Vorliegender Text:
>>>
Die indische Läuferin Dutee Chand weigerte sich 2014, ihren Testosteronlevel chirurgisch oder chemisch zu manipulieren, und gewann mit ihrer Eingabe 2015 vor dem obersten Sportgerichtshof (Court of Arbitration for Sport, CAS); davon profitiert im Moment auch Caster Semenya, die südafrikanische Läuferin, die schon 2009 wegen abweichender Geschlechtsmerkmale (Vagina ja, Eierstöcke nein, zu viel T) gesperrt und nach Protesten im Juli 2010 wieder zugelassen wurde (vgl. Sabine Hark im Interview 2009.) Morgen, am 19.8.16, läuft Chand als erste indische Sprinterin seit 36 Jahren den 100-Meter-Lauf; weitere Läuferinnen mit ‹erhöhten› T-Werten sind ebenfalls zugelassen. Diese Regelung ist vorläufig.
2011 ersetzte das IAAF (International Association of Athletics Federations, Weltleichtathletikverband) die Chromosomentests mit einer Blutuntersuchung auf Testosteron (Biomedizinerin Katrina Karkazis erläutert die Geschichte ausführlich im bitch-Interview). IAAF und Internationales Olympischess Kommittee (IOC) suchen seit Jahren explizit nach «gender-devianten» Frauen («the IOC urges National Olympic Committees to actively investigate any perceived deviation in sex characteristics», hieß es 2012). Wer überhaupt getestet wird, ist willkürlich, die Auswahl ist zudem von der medialen Berichterstattung geprägt; dass immer mehr Sportlerinnen Make Up, Haarschmuck, Nagellack, lange Nägel etc. tragen – was wiederum Anlass für Kommentare der Berichterstatter ist etc.pp. –, mag damit in Zusammenhang stehen.
Es sind Frauen des sogenannten globalen Südens, die hier in den Fokus geraten sind, und damit folgen die Examinatoren rassistischen Stereotypen von besonders animalischen, also maskulinen Frauen – Karkazis berichtet sogar von Zwangssterilisationen an vier schwarzen Frauen aus armen bäuerlichen/bergigen Regionen sogenannter «Entwicklungsländer» noch 2012. Class ist relevant, und queerness selbstverständlich im Bunde mit hyperandrogeny (vgl. Jennifer Doyle über Katie Ledecky und «the queerness of her blackness» oder «Is the world ready for a black, queer, intersex Olympian?»).
<<<
Bereitgestellte Angaben:
>>>
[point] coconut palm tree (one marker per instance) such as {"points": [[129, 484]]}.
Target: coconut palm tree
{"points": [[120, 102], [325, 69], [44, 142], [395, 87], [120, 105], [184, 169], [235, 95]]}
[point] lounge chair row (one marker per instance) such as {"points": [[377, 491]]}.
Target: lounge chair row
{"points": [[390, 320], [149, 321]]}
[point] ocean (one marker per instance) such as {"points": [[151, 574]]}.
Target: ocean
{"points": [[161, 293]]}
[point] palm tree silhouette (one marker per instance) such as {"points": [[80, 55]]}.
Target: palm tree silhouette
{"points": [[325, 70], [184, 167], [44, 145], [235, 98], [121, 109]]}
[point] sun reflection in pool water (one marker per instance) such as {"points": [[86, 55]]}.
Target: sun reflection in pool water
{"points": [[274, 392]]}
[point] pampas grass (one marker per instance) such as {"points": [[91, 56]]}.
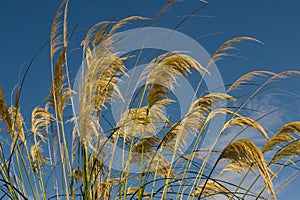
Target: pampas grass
{"points": [[39, 162]]}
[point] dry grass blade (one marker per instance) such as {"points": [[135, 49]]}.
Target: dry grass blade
{"points": [[246, 154], [156, 94], [59, 95], [107, 83], [228, 45], [135, 190], [163, 9], [55, 37], [99, 35], [142, 121], [17, 123], [124, 21], [212, 188], [291, 149], [36, 156], [284, 135], [4, 113], [247, 77], [245, 121], [40, 119]]}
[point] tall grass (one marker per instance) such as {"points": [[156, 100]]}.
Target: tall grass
{"points": [[54, 157]]}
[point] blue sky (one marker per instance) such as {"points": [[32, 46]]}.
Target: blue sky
{"points": [[25, 27]]}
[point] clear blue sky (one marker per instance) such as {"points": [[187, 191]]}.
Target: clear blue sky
{"points": [[25, 27]]}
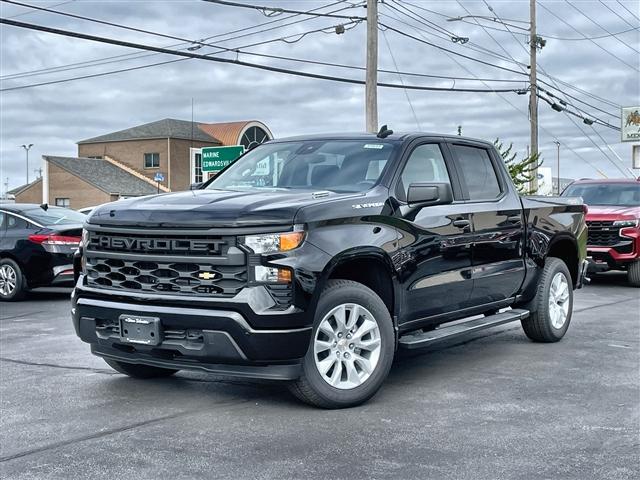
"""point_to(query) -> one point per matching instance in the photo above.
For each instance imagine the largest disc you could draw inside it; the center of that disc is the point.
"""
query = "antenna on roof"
(384, 132)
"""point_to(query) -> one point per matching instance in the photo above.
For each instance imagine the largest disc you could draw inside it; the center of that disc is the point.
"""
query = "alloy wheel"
(8, 280)
(559, 300)
(347, 346)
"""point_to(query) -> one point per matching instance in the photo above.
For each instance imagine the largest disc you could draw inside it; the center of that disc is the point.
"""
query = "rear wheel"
(351, 349)
(139, 371)
(12, 282)
(553, 304)
(633, 274)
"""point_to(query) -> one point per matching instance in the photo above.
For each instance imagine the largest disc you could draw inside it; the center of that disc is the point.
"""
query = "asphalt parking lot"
(495, 407)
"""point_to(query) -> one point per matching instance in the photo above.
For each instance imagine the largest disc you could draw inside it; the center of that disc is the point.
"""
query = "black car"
(37, 243)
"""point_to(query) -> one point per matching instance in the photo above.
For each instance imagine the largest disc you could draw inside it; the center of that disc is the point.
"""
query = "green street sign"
(215, 159)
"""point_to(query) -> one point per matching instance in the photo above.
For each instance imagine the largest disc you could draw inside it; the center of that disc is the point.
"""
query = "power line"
(450, 36)
(415, 117)
(600, 26)
(238, 50)
(630, 12)
(448, 50)
(172, 37)
(564, 110)
(463, 20)
(633, 27)
(592, 41)
(542, 69)
(136, 55)
(278, 11)
(52, 6)
(122, 43)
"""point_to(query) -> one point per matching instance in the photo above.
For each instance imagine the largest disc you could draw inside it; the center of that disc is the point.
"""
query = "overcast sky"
(54, 117)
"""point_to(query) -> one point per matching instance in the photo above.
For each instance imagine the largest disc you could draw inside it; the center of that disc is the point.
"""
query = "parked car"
(313, 259)
(614, 224)
(37, 243)
(86, 210)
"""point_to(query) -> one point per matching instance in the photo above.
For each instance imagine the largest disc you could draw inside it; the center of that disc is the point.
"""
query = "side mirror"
(433, 193)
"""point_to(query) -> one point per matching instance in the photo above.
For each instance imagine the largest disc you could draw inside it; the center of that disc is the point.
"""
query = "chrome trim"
(236, 317)
(244, 297)
(9, 212)
(197, 230)
(233, 342)
(234, 258)
(61, 268)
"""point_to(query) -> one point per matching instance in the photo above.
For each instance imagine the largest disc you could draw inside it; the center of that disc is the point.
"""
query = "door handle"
(461, 223)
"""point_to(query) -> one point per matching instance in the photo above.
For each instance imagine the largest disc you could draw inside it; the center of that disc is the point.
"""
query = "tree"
(521, 171)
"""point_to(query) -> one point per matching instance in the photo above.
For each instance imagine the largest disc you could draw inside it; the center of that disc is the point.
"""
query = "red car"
(614, 224)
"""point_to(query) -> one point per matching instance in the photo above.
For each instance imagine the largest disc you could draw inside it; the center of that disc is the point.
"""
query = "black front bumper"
(216, 339)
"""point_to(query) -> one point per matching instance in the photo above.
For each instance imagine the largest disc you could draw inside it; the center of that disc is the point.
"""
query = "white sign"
(545, 181)
(631, 124)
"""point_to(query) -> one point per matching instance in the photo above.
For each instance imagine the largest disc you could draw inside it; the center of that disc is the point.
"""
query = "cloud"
(55, 117)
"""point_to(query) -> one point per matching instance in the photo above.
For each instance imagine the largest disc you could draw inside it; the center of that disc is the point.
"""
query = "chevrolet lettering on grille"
(156, 244)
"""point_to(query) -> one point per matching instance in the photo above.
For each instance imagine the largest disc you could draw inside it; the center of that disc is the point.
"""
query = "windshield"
(336, 165)
(55, 216)
(616, 194)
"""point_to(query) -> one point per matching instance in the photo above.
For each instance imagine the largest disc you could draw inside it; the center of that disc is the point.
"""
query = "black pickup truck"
(313, 259)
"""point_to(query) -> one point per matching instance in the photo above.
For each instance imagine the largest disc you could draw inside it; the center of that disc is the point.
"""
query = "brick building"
(124, 163)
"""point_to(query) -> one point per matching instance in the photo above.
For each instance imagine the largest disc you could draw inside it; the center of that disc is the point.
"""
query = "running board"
(459, 330)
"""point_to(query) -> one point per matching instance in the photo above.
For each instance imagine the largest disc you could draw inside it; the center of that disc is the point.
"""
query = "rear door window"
(477, 171)
(425, 164)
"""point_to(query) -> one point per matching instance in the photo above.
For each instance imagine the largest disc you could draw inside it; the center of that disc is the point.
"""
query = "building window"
(253, 137)
(151, 160)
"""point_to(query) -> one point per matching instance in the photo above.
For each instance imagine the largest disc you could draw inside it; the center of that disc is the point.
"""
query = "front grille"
(165, 264)
(602, 234)
(165, 277)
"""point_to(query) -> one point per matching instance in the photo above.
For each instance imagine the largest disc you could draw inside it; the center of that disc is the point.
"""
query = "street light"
(26, 149)
(558, 160)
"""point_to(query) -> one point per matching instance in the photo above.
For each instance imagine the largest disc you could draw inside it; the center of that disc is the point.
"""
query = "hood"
(612, 212)
(209, 208)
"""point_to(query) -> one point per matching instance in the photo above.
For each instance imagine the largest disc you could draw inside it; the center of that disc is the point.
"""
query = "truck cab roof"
(394, 137)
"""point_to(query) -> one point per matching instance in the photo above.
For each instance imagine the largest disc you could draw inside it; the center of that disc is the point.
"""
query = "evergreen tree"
(521, 171)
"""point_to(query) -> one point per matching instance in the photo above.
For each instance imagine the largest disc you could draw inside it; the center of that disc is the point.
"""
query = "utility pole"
(533, 95)
(371, 88)
(26, 149)
(558, 158)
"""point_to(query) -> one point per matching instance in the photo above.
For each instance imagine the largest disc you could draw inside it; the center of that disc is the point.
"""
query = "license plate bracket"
(140, 330)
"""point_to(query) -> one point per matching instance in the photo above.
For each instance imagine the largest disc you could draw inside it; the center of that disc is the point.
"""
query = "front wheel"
(550, 310)
(351, 350)
(633, 274)
(12, 282)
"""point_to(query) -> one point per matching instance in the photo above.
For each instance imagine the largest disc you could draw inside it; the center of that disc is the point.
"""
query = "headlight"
(626, 223)
(274, 242)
<<<
Ziel: Tippen Sie die Passage des Textes von „Die indische Läuferin“ bis „Regelung ist vorläufig.“ wortgetreu ab. Die Einträge sind eigenständiges Material und gehören nicht zum Text.

Lösung:
Die indische Läuferin Dutee Chand weigerte sich 2014, ihren Testosteronlevel chirurgisch oder chemisch zu manipulieren, und gewann mit ihrer Eingabe 2015 vor dem obersten Sportgerichtshof (Court of Arbitration for Sport, CAS); davon profitiert im Moment auch Caster Semenya, die südafrikanische Läuferin, die schon 2009 wegen abweichender Geschlechtsmerkmale (Vagina ja, Eierstöcke nein, zu viel T) gesperrt und nach Protesten im Juli 2010 wieder zugelassen wurde (vgl. Sabine Hark im Interview 2009.) Morgen, am 19.8.16, läuft Chand als erste indische Sprinterin seit 36 Jahren den 100-Meter-Lauf; weitere Läuferinnen mit ‹erhöhten› T-Werten sind ebenfalls zugelassen. Diese Regelung ist vorläufig.